Bounding box labeling entries:

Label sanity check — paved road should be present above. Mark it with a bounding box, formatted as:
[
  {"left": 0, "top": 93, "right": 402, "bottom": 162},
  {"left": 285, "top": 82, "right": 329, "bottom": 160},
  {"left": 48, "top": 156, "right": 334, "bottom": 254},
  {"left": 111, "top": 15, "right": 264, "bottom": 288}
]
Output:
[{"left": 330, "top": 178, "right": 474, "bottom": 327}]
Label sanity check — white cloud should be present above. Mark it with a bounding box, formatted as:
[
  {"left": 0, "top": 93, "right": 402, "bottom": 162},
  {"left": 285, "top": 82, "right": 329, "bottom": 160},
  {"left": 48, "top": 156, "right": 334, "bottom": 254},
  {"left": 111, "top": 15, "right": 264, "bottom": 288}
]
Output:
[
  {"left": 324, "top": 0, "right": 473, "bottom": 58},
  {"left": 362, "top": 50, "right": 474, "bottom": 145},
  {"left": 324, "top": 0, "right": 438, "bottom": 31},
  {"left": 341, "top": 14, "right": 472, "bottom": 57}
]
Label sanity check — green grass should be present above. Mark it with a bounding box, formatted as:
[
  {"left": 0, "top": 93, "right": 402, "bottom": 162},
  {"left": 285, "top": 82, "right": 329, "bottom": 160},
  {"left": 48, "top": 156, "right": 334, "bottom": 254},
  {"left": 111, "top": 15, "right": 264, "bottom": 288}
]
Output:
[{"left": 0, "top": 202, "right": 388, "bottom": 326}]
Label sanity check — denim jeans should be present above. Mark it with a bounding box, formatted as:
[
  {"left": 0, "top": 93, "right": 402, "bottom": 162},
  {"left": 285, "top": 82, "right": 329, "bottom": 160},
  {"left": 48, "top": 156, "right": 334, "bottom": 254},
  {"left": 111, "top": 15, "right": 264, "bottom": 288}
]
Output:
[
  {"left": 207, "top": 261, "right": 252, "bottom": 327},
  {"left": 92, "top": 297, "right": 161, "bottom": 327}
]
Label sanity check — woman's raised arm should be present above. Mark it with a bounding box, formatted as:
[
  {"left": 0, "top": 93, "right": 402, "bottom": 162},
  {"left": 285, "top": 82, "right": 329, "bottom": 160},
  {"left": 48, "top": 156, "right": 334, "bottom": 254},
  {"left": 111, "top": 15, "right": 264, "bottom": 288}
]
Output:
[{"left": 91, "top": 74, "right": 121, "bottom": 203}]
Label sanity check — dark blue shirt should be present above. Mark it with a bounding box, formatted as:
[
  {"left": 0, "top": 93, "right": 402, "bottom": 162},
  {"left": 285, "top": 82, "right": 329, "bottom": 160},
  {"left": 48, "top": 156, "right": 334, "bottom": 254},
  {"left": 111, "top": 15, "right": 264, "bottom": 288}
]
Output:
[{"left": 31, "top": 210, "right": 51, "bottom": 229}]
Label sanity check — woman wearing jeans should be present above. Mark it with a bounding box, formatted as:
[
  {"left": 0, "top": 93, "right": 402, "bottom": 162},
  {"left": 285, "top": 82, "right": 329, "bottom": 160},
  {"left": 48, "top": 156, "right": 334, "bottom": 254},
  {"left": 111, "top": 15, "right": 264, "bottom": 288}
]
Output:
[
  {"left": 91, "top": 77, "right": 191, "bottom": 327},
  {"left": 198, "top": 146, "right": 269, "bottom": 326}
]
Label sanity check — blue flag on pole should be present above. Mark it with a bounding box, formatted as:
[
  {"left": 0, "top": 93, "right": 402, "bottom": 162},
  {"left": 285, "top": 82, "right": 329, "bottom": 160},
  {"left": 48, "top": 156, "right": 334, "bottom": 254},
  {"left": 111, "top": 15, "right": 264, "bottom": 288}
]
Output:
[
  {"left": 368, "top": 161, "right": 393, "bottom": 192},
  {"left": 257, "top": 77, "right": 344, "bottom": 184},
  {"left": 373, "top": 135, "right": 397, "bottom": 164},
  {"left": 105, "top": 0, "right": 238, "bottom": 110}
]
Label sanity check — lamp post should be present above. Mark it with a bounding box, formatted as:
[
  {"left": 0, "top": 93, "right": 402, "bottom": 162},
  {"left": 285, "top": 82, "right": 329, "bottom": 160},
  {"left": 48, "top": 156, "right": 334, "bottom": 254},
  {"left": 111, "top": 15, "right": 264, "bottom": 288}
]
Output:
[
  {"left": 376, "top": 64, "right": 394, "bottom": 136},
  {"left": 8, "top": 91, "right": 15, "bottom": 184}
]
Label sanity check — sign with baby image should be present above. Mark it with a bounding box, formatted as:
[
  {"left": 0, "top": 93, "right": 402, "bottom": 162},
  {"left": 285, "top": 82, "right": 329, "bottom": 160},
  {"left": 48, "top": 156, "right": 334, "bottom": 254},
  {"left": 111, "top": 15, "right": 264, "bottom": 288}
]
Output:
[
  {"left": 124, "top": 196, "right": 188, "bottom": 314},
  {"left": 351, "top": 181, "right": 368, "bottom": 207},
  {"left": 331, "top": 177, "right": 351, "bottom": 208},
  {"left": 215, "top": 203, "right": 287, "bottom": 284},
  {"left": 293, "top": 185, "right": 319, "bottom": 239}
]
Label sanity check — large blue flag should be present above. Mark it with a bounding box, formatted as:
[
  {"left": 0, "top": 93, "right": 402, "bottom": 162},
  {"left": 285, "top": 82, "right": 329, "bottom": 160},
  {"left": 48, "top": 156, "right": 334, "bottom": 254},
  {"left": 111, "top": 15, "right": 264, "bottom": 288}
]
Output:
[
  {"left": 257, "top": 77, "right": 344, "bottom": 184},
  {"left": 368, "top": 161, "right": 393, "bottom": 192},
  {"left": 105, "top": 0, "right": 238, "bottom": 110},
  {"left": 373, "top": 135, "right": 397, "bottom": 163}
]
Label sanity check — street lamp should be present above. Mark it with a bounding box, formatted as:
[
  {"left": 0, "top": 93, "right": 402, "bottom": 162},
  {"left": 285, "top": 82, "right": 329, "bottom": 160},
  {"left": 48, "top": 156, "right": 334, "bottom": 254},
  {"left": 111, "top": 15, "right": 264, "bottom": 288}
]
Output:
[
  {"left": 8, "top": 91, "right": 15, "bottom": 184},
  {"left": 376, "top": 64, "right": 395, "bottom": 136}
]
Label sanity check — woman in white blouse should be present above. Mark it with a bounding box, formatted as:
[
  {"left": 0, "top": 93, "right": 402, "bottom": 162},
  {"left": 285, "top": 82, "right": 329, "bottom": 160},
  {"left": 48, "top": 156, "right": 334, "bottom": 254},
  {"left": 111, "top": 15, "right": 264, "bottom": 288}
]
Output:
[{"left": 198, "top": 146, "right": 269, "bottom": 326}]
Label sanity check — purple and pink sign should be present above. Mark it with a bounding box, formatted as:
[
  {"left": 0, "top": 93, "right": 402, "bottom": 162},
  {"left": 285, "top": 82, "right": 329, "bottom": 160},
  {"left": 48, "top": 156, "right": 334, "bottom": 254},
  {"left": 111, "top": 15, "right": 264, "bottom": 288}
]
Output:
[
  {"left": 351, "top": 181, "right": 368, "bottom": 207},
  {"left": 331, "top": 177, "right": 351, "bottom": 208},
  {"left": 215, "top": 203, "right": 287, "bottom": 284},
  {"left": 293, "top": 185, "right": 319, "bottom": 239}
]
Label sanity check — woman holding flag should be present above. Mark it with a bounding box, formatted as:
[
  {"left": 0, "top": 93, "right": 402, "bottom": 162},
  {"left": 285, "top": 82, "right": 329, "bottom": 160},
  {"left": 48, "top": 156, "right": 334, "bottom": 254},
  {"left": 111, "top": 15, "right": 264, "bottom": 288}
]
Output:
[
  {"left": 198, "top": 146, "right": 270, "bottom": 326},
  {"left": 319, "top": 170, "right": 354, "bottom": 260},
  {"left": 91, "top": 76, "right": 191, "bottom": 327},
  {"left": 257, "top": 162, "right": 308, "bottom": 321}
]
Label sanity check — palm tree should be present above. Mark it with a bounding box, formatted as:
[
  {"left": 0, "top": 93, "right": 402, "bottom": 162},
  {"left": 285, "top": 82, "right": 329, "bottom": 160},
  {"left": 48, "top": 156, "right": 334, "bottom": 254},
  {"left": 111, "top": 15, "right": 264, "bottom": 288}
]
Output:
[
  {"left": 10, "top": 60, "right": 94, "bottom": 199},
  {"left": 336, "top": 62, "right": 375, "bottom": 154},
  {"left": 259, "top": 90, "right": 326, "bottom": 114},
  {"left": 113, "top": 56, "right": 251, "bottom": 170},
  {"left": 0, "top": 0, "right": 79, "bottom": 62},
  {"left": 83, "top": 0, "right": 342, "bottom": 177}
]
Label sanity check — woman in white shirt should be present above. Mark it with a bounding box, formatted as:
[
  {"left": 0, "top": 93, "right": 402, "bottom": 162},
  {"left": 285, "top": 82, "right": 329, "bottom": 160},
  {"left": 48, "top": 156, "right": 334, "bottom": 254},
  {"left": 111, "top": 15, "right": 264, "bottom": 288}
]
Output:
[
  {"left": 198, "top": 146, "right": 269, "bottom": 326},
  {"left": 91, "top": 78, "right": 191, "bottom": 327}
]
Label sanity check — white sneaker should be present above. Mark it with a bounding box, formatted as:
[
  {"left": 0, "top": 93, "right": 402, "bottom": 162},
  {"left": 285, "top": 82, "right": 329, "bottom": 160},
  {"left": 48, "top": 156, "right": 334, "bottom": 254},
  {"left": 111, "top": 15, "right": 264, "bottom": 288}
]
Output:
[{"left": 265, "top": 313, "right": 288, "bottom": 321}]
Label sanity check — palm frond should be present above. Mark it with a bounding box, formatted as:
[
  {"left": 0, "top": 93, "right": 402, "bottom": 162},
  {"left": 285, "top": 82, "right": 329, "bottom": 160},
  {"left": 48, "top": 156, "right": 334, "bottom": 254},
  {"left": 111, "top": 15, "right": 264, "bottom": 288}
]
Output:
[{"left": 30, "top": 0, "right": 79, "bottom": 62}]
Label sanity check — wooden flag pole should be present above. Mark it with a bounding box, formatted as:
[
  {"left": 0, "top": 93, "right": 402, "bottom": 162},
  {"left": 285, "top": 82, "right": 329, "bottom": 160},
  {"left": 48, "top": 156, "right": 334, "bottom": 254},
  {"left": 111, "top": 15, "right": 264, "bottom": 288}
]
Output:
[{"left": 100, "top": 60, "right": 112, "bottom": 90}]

■ **THE REQUEST**
Write out the records above word for word, beginning with the line that contains "Label sanity check — palm frond" and going on through the end of the records, with both ends included.

■ **EXERCISE ANSWER**
Label sanity check — palm frond should be present above. Mark it with a bounding box, formatted as:
[
  {"left": 0, "top": 93, "right": 402, "bottom": 162},
  {"left": 285, "top": 82, "right": 329, "bottom": 160},
  {"left": 48, "top": 156, "right": 334, "bottom": 254},
  {"left": 111, "top": 15, "right": 264, "bottom": 288}
]
Output:
[{"left": 30, "top": 0, "right": 79, "bottom": 62}]
Label sanity check — wooden flag pole should be present above. Mark it with a bounding box, formatted as:
[
  {"left": 0, "top": 93, "right": 402, "bottom": 162},
  {"left": 285, "top": 82, "right": 329, "bottom": 160},
  {"left": 48, "top": 156, "right": 334, "bottom": 254},
  {"left": 111, "top": 15, "right": 264, "bottom": 288}
]
Output:
[{"left": 100, "top": 60, "right": 112, "bottom": 90}]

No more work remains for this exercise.